> _AUFGABENSTELLUNG_
Kopiere aus dem Textauszug unten die Passage von „Chue: Das Ergebnis“ bis einschließlich „internationale Ordnung ist.“ Wort für Wort.

> _TEXTAUSZUG_

════════

Chue: Das Ergebnis der Midterm-Wahlen zwingt beide Lager zu einer intensiveren Zusammenarbeit. Wenn der Präsident Erfolge haben will, muss er auf das Repräsentantenhaus zugehen und Kompromisse suchen. Joe Biden hat lange Erfahrungen als Senator hinter sich. Er weiß, wie man in solchen Situationen handelt. Und was die Außenpolitik angeht, sind die Unterschiede zwischen Demokraten und Republikanern ohnehin nicht so fundamental. Noch etwas anderes kommt hinzu: Nach Putins Angriffskrieg auf die Ukraine gibt es keine ernst zu nehmenden Politiker in den USA, die bestreiten würden, dass Putins brutales Regime eine Bedrohung für die gesamte internationale Ordnung ist.
Rundblick: Wie wollen Sie Ihre Arbeit als Generalkonsul prägen?

════════

> _ERFASSTE DATEN_
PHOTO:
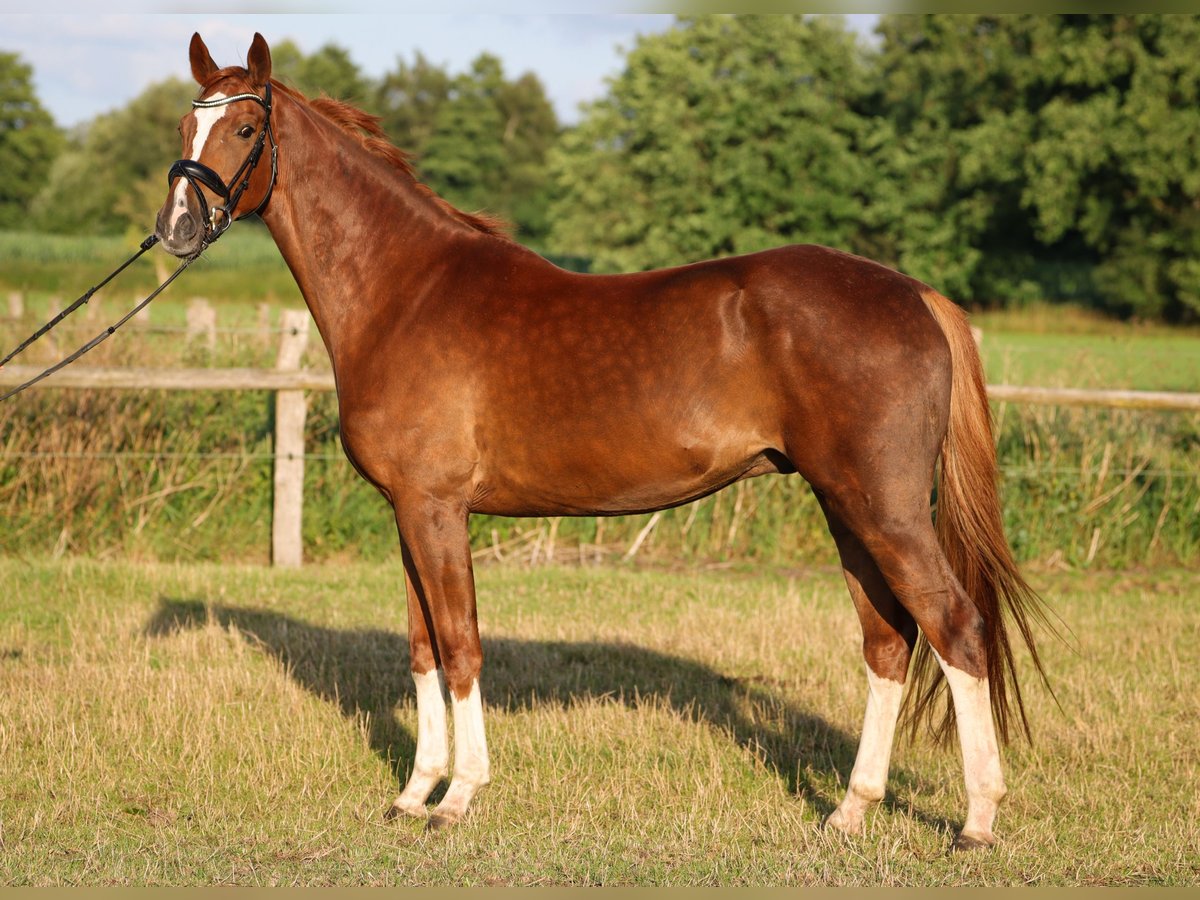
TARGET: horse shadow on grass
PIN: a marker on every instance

════════

> _ANTWORT_
Chue: Das Ergebnis der Midterm-Wahlen zwingt beide Lager zu einer intensiveren Zusammenarbeit. Wenn der Präsident Erfolge haben will, muss er auf das Repräsentantenhaus zugehen und Kompromisse suchen. Joe Biden hat lange Erfahrungen als Senator hinter sich. Er weiß, wie man in solchen Situationen handelt. Und was die Außenpolitik angeht, sind die Unterschiede zwischen Demokraten und Republikanern ohnehin nicht so fundamental. Noch etwas anderes kommt hinzu: Nach Putins Angriffskrieg auf die Ukraine gibt es keine ernst zu nehmenden Politiker in den USA, die bestreiten würden, dass Putins brutales Regime eine Bedrohung für die gesamte internationale Ordnung ist.